> _Objective_
Please check the filing header below: in which state is Vornado Realty Trust incorporated?

> _Text excerpt_
- - - - - - -

Date of Report (Date of earliest event reported) January 29, 1998


Commission File Number: 1-11954


                              VORNADO REALTY TRUST
             (Exact name of registrant as specified in its charter)

<TABLE>
<CAPTION>
<S>                                                                                            <C>
                        MARYLAND                                                                     22-1657560
(State or other jurisdiction of incorporation)                                                    (I.R.S. employer
                                                                                               identification number)
PARK 80 WEST, PLAZA II, SADDLE BROOK, NEW JERSEY                                                        07663
                       (Address of principal executive offices)                                      (Zip Code)

- - - - - - -

> _Supplied information_
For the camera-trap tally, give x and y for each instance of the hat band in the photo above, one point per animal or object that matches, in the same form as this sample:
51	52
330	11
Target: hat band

- - - - - - -

> _Response to this exercise_
Maryland